> **WRITTEN REQUEST**: Give the material from its start through the line holding "top-left (399, 311), bottom-right (496, 334)", inclusive, as a two-column CSV with the columns request and answer: one row per request, each field quoted, with line breaks turned into spaces. Leave the pictures out.

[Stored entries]
====================

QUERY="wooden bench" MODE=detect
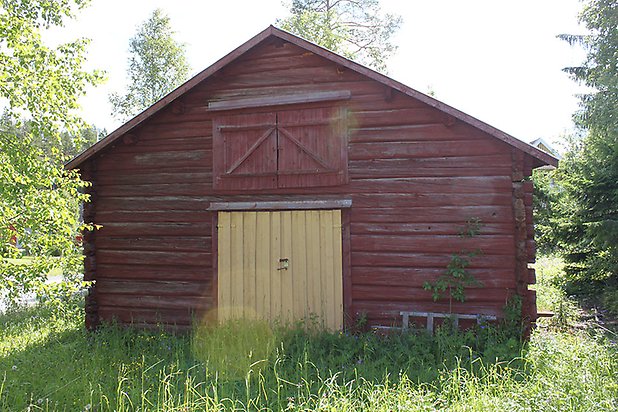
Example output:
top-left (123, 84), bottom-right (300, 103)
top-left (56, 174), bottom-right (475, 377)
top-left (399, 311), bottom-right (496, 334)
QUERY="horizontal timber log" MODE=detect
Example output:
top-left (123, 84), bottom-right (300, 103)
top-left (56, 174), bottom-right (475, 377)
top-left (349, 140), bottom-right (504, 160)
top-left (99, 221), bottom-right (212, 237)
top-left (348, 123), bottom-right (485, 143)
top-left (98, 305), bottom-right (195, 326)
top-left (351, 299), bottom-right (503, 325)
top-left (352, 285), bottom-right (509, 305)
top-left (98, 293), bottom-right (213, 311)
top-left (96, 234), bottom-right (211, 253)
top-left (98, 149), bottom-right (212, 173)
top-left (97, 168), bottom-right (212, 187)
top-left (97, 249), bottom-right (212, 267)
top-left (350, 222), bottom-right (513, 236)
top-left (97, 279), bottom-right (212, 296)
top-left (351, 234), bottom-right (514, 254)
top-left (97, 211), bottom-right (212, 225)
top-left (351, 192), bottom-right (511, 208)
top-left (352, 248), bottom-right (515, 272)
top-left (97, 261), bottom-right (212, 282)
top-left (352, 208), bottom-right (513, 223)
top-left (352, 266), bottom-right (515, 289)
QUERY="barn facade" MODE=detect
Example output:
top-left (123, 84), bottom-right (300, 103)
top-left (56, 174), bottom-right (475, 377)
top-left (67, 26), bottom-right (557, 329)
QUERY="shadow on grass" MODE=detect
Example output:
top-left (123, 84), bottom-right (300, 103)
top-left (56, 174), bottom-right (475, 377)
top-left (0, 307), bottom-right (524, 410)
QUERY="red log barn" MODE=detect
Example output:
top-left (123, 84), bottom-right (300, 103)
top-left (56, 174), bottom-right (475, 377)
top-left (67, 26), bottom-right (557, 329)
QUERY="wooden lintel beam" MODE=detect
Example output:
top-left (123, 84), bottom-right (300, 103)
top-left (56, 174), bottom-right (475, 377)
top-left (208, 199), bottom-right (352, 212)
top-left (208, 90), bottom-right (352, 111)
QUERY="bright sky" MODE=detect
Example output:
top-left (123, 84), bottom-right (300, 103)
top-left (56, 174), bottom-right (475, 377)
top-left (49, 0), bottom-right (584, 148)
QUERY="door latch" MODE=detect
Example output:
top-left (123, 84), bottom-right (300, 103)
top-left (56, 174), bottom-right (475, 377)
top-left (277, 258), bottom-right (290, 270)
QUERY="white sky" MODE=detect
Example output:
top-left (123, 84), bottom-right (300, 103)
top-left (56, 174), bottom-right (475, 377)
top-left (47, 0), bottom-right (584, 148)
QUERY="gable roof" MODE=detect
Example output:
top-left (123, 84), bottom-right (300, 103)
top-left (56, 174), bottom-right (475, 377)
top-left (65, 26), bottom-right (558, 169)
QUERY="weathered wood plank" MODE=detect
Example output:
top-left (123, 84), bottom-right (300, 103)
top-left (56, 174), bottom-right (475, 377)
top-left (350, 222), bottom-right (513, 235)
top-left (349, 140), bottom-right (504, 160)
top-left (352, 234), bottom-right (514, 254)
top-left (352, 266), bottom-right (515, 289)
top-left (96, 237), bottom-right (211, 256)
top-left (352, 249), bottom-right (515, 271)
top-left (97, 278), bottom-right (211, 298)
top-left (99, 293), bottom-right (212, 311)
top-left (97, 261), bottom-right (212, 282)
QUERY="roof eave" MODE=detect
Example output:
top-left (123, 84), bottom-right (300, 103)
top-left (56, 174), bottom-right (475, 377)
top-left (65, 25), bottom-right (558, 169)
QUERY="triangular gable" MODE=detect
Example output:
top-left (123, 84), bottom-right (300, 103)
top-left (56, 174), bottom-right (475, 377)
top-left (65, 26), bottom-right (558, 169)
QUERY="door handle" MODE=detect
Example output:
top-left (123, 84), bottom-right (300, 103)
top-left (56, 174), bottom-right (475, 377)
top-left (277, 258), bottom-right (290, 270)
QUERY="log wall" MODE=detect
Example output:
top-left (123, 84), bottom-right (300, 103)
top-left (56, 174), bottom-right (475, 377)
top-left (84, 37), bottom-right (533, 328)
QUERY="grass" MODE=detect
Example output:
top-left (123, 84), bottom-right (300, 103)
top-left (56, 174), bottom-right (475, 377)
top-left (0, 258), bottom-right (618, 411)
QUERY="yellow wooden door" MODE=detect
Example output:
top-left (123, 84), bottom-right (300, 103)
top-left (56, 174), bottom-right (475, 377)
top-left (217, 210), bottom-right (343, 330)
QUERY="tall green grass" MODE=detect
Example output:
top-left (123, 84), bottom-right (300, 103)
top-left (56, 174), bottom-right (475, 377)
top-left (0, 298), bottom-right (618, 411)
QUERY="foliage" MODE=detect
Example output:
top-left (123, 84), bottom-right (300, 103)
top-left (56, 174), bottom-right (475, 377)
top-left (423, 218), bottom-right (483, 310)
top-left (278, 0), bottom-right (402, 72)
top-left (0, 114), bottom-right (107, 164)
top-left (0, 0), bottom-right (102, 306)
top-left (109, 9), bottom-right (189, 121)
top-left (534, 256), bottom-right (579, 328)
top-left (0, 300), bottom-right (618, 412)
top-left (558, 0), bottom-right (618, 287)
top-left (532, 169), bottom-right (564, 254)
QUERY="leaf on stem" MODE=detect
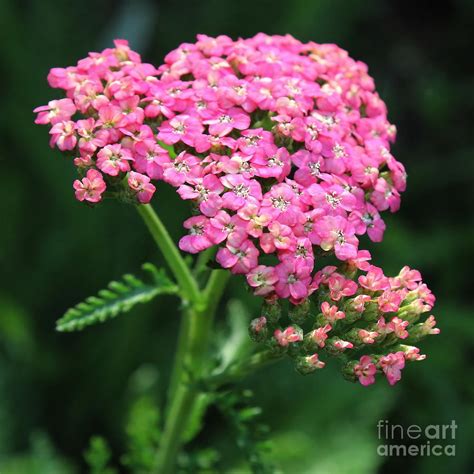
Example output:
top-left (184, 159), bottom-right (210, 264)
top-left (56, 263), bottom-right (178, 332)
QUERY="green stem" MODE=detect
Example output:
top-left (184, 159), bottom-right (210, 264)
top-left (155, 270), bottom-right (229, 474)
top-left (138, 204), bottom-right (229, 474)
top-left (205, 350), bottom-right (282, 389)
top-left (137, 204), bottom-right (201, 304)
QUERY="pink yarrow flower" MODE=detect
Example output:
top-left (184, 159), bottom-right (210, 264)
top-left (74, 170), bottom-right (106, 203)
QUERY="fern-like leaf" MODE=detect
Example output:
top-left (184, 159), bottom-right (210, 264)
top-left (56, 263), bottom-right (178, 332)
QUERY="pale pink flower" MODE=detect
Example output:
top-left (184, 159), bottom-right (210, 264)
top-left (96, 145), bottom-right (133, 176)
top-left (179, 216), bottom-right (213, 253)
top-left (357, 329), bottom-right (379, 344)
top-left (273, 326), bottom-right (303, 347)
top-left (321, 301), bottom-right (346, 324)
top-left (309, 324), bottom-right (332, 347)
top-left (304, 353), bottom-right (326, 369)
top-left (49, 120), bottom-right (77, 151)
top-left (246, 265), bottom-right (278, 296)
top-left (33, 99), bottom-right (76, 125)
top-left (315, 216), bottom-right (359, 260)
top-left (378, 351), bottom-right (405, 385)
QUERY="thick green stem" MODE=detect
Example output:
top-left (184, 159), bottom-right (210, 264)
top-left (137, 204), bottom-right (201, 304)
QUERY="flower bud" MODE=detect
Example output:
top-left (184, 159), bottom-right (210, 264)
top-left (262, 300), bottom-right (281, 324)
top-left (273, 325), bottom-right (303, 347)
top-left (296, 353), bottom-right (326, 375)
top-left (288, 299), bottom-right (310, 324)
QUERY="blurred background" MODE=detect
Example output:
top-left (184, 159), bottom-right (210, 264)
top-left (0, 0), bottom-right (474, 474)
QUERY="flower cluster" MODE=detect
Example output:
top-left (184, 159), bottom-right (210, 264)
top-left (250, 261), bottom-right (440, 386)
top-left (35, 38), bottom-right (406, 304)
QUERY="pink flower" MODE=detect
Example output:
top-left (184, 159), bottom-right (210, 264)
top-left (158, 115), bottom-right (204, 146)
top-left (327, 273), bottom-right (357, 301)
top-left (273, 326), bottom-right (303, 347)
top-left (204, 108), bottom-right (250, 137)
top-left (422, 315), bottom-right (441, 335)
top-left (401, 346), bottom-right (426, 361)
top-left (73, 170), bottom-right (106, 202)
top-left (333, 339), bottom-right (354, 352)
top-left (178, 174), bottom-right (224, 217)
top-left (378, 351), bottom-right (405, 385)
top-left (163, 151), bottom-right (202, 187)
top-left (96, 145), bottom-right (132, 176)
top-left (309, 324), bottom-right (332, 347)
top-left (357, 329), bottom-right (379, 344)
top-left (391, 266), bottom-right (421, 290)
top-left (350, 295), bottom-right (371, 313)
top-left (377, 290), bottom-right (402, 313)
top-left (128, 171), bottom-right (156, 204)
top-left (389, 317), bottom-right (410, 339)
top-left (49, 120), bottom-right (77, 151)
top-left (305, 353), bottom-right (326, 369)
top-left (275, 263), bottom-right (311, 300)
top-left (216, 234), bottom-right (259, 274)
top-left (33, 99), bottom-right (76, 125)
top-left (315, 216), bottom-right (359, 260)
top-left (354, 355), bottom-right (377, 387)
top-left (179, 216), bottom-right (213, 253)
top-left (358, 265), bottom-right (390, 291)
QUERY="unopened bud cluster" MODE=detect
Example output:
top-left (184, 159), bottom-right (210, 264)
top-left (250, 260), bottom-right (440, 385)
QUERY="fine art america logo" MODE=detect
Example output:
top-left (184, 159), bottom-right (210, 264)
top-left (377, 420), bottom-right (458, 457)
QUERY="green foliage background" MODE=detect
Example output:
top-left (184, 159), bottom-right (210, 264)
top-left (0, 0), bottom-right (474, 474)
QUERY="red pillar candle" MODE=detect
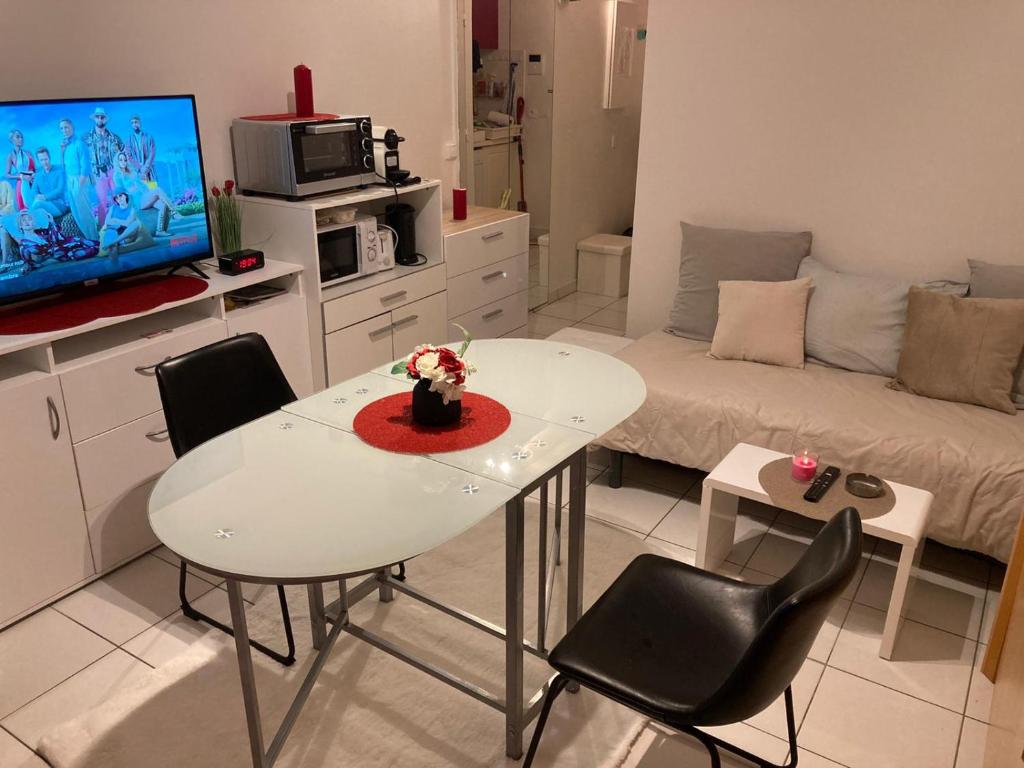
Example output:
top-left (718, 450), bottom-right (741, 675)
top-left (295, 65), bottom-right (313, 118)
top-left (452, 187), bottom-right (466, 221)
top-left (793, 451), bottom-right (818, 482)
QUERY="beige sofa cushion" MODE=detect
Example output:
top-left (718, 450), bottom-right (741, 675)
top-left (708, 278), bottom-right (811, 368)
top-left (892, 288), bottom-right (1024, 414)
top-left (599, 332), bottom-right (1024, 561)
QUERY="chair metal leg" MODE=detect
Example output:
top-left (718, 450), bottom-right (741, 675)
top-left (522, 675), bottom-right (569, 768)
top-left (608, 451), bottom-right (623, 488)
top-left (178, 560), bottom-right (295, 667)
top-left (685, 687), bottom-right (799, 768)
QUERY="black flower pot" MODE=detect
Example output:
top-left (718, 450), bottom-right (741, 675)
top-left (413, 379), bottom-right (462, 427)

====================

> **EXERCISE RESPONSE**:
request,answer
"QUERY=""wooden bench"" MODE=detect Example output: top-left (123, 84), bottom-right (300, 103) top-left (56, 174), bottom-right (475, 377)","top-left (399, 311), bottom-right (496, 334)"